Exercises
• a. In the patch message, what is called if the Smrnmi extension is detected but no smrnmi_handlers_init callback is registered?
• b. Echo everything in the patch message from "Anup Patel <anup at brainfault.org> 於 2026年5月12日週二" down to "entry points themselves.".
--- start Document segment ---
[PATCH v3 6/6] lib: sbi: hart: Detect and enable Smrnmi before trap-based feature detection

Nylon Chen nylon.chen at sifive.com
Tue May 12 01:25:08 PDT 2026


Anup Patel <anup at brainfault.org> 於 2026年5月12日週二 下午3:59寫道:
>
> On Tue, May 12, 2026 at 12:14 PM Nylon Chen <nylon.chen at sifive.com> wrote:
> >
> > Anup Patel <anup at brainfault.org> 於 2026年5月9日週六 下午2:51寫道:
> >
> > >
> > > On Thu, May 7, 2026 at 11:38 PM Evgeny Voevodin
> > > <evvoevod at tenstorrent.com> wrote:
> > > >
> > > > The location of the RNMI/E trap vectors in the Smrnmi extension is
> > > > implementation-defined, so platforms with vendor-specific NMI vector
> > > > mechanisms must install the firmware's NMI entry points themselves.
> > > >
> > > > Add an smrnmi_handlers_init() callback to sbi_platform_operations that
> > > > receives the firmware entry points and lets platform code install them
> > > > at the hardware-specific vector locations. Two pointers are passed:
> > > >
> > > >   - _trap_rnmi_handler: the dedicated RNMI entry point that saves
> > > >     context using the Smrnmi MN* CSRs and returns via mnret.
> > > >   - _trap_handler: the regular M-mode trap entry since RNME is taken
> > > >     as a regular M-mode trap with NMIE=0.
> > > >
> > > > When Smrnmi is present, install the platform's NMI vectors via the new
> > > > callback, initialize MNSCRATCH with the per-hart scratch pointer, and
> > > > set MNSTATUS.NMIE.
> > > >
> > > > Smrnmi-enabled platforms must register smrnmi_handlers_init; if the
> > > > extension is detected but no callback is registered, sbi_panic() is
> > > > called since enabling NMIs without handlers in place would route
> > > > subsequent traps into nowhere.
> > > >
> > > > Signed-off-by: Evgeny Voevodin <evvoevod at tenstorrent.com>
> > >
> > > LGTM.
> > >
> > > Reviewed-by: Anup Patel <anup at brainfault.org>
> > >
> > > Regards,
> > > Anup
> > >
> > > > ---
> > > >  include/sbi/sbi_platform.h |  4 ++++
> > > >  lib/sbi/sbi_hart.c         | 20 ++++++++++++++++++++
> > > >  2 files changed, 24 insertions(+)
--- end Document segment ---
--- start Supplied information ---
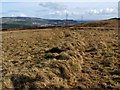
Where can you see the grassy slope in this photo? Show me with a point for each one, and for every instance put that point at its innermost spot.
--- end Supplied information ---
Solutions below
• a. sbi_panic() is called.

• b.
Anup Patel <anup at brainfault.org> 於 2026年5月12日週二 下午3:59寫道:
>
> On Tue, May 12, 2026 at 12:14 PM Nylon Chen <nylon.chen at sifive.com> wrote:
> >
> > Anup Patel <anup at brainfault.org> 於 2026年5月9日週六 下午2:51寫道:
> >
> > >
> > > On Thu, May 7, 2026 at 11:38 PM Evgeny Voevodin
> > > <evvoevod at tenstorrent.com> wrote:
> > > >
> > > > The location of the RNMI/E trap vectors in the Smrnmi extension is
> > > > implementation-defined, so platforms with vendor-specific NMI vector
> > > > mechanisms must install the firmware's NMI entry points themselves.